═════ Working data
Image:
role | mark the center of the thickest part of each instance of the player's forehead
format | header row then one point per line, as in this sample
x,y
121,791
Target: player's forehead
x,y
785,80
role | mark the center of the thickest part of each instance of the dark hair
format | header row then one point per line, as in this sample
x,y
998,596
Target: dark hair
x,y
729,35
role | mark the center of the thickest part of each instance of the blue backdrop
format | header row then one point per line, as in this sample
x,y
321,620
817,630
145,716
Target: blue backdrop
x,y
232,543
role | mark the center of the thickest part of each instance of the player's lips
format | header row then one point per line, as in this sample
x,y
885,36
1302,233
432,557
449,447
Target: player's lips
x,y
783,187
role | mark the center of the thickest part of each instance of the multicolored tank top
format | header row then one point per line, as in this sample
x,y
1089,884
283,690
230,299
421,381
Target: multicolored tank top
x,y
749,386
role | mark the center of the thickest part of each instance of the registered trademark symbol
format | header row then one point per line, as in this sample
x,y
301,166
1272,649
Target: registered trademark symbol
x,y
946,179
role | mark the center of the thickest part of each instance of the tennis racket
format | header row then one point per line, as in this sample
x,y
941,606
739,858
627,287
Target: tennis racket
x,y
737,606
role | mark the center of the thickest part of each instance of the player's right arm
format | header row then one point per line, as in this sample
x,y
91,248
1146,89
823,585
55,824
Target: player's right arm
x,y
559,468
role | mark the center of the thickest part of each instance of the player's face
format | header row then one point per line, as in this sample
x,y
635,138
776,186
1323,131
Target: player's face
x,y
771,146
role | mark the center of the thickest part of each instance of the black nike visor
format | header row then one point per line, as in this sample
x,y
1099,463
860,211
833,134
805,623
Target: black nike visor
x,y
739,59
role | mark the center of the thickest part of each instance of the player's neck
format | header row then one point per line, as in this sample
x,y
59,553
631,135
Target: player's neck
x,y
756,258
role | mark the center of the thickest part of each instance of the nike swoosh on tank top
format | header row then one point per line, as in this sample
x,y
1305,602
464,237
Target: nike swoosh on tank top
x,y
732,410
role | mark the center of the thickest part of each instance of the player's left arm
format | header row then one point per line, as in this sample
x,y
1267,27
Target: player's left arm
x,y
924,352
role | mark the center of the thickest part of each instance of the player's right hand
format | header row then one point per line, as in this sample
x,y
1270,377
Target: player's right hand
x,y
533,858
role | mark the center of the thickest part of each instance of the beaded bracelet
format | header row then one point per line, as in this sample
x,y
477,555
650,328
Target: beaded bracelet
══════════
Exercise directions:
Set down all of the entries above again, word for word, changing nothing.

The output:
Image:
role | mark the center of the thickest part of each instance of the player's forehead
format | header row then one point per line, as in this sample
x,y
121,791
Target: player's forehead
x,y
785,80
role | mark the center of the thickest part of each instance of the dark hair
format | header row then one point per line, as in this sample
x,y
998,596
Target: dark hair
x,y
729,35
role | mark the center of the thickest part of each instance of the blue backdrop
format | header row then one point per line, as in this sample
x,y
321,620
817,630
145,716
Target: blue backdrop
x,y
232,543
role | mark the center of the thickest part of each instance of the player's lips
format | header row then one point per line, as in this sample
x,y
885,36
1302,233
432,557
449,447
Target: player's lips
x,y
783,187
role | mark the center of the thickest part of each instance of the multicolored tank top
format | header row then one point per line, as in this sample
x,y
1089,884
283,690
230,299
421,381
Target: multicolored tank top
x,y
749,386
role | mark the center of the thickest part of each instance of the registered trademark symbol
format | header row then one point per line, as in this sample
x,y
301,166
1272,649
Target: registered trademark symbol
x,y
946,179
role | mark the center of the thickest part of each instance of the tennis racket
format | header row then one point per line, as in this sample
x,y
941,606
739,858
627,287
Target: tennis racket
x,y
737,606
role | mark the center of the thickest part of each instance of the player's right arm
format | header row then one point per line, as in this sample
x,y
91,248
1146,89
823,585
55,824
Target: player's right arm
x,y
559,468
role | mark the center of the thickest part of each instance of the player's face
format | header row then one point per line, as in this sample
x,y
635,138
776,186
1323,131
Target: player's face
x,y
771,146
role | mark the center of the thickest part of each instance of the black nike visor
format | header row then one point per line, as in this sample
x,y
1099,463
860,211
833,134
805,623
Target: black nike visor
x,y
739,59
role | mark the center of the thickest part of each instance of the player's neck
format | header row then one point per line, as in this sample
x,y
59,553
631,135
Target: player's neck
x,y
756,258
role | mark the center of the thickest part of each instance of the nike swoosh on tank top
format | header row then one point per line, as in this sample
x,y
1305,602
464,237
Target: nike swoosh on tank top
x,y
732,410
role | mark the center of the thickest part of each instance of the player's left arm
format | header row then one point per line, as in this sample
x,y
1267,27
Target: player's left arm
x,y
924,352
role | mark the center of the thickest part of each instance of the player's right hand
format | header row then one point per line, as in this sample
x,y
1270,377
Target: player's right hand
x,y
533,858
role | mark the center of the thickest part of each instance of the beaded bracelet
format | header row then one point per line, as in this sample
x,y
477,555
650,328
Target: beaded bracelet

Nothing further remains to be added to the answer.